:: Testo proposto ::
*-*-*

SCAFFALE – Il naufragio
Ho già scritto, in diversi modi e in diversi sedi, che uno degli aspetti più affascinanti della ricostruzione storica è quello della stimolazione della fantasia, del sollecitare non solo riflessioni su ciò che è accaduto e sul perché è accaduto, ma anche su ciò che non è accaduto, sul perché non è accaduto, e su cosa avrebbe potuto accadere. Col senno di poi, si ha sempre l’impressione che la storia segua una sorta di processo deterministico, che ciò che si è affermato non poteva non affermarsi, e che ciò che è finito non poteva non finire. Ci sembra che fosse ineluttabile che l’impero romano si espandesse e poi si disgregasse, che il cristianesimo e l’Islam si diffondessero, che le eresie fossero debellate ecc. ecc. Ma tutte queste visioni sono solo delle illusioni prospettiche, probabilmente basate sul presupposto che ci riesce difficile guardare al passato con occhi diversi dei nostri, e i nostri occhi sono quelli che sono soltanto perché la storia si è evoluta in un certo modo. Se, per esempio, l’Homo sapiens non avesse prevalso sui suoi rivali (cosa possibilissima), noi, semplicemente, non esisteremmo, e quindi non potremmo neanche ragionare di nulla, nulla esisterebbe. Si distingue in genere – lo fa mirabilmente, da ultimo, Yuval Noah Harari, nel suo libro Nexus (di cui avremo modo di parlare prossimamente nel nostro “Scaffale”) – tra una realtà ‘oggettiva’, ciò che esiste indipendentemente da un soggetto che osserva e percepisce, e una ‘soggettiva’, fatta di percezione individuale. Ma la distinzione è opinabile. Che vuol dire ‘esistere’, se nessuno sa di questa esistenza? Se non ci fosse l’intelligenza umana che osserva e giudica, che senso avrebbe dire che l’universo “esiste”? O che Dio esiste? La parola “esistere”, come qualsiasi parola, non ha un significato oggettivo, senza una coscienza percettiva e giudicante niente esiste.

*-*-*

:: Estratti delle voci ::
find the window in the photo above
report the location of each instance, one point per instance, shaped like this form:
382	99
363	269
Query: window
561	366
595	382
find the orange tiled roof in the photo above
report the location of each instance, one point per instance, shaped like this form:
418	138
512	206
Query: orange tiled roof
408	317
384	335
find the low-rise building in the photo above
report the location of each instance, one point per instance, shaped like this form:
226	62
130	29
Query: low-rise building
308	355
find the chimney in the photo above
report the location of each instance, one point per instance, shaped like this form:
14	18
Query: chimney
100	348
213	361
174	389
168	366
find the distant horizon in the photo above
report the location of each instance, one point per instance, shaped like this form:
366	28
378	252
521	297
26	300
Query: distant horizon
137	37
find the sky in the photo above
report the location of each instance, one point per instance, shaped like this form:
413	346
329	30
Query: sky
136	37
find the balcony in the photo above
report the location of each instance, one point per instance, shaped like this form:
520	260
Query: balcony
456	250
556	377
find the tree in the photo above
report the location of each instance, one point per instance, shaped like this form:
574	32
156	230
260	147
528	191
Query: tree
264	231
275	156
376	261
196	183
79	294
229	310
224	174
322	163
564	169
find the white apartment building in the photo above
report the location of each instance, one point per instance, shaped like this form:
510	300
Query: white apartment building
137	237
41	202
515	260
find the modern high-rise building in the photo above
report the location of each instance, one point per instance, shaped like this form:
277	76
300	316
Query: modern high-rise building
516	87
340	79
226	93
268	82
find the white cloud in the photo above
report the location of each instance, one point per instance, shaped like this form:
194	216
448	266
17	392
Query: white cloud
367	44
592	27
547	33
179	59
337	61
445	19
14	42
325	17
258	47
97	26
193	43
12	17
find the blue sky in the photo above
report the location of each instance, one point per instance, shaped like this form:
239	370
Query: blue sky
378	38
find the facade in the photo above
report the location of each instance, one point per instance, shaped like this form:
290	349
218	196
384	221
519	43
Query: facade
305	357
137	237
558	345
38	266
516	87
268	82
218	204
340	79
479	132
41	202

*-*-*

:: Descrizione del problema ::
Continua il brano sulla ricostruzione storica a partire dalla frase che segue l'ultima riportata, mantenendone tono e argomento.

:: Risposta ::
Queste brevi e semplicistiche osservazioni mi sono state suggerite dalla lettura di un libro di grande impatto e valore, Simbiosi, dialogo, monologo. Il dibattito intorno all’esperienza ebraico tedesca tra filosofia e società, del filosofo Gianluca Attademo (Edizioni Orthotes, Napoli- Salerno, 2022, pagg. 154, euro 18), che offre delle riflessioni di grande profondità su uno dei fenomeni storici e culturali che hanno maggiormente inciso sulla formazione della società contemporanea, ossia l’intenso e controverso incontro-scontro, tra la fine del XIX e i primi decenni del XX secolo, tra la cultura ebraica e quella tedesca. Due delle tradizioni di pensiero più fervide e potenti della storia umana avrebbero, com’è noto, confrontandosi, intrecciandosi e scontrandosi, generato una straordinaria energia creativa e intellettuale, dalle cui basi, nel bene e nel male, sarebbe sorta l’identità occidentale dopo le due guerre mondiali.
«Il volume», scrive, nella sua prefazione, Emilia D’Antuono, «contestualizza la storia degli ebrei tedeschi nel clima politico e culturale della Germania lungo un arco temporale che va dagli anni Settanta del XIX secolo, con la mobilitazione intellettuale sviluppatasi intorno alla cosiddetta ‘disputa berlinese sull’antisemitismo’, sino al tragico tramonto della Repubblica di Weimar, che segna il definitivo naufragio del programma politico liberale dell’assimilazione e il dilagare della violenza nazionalista e antisemita».
Era, questo ‘naufragio’, inevitabile? La storia non avrebbe potuto evolversi in un modo diverso?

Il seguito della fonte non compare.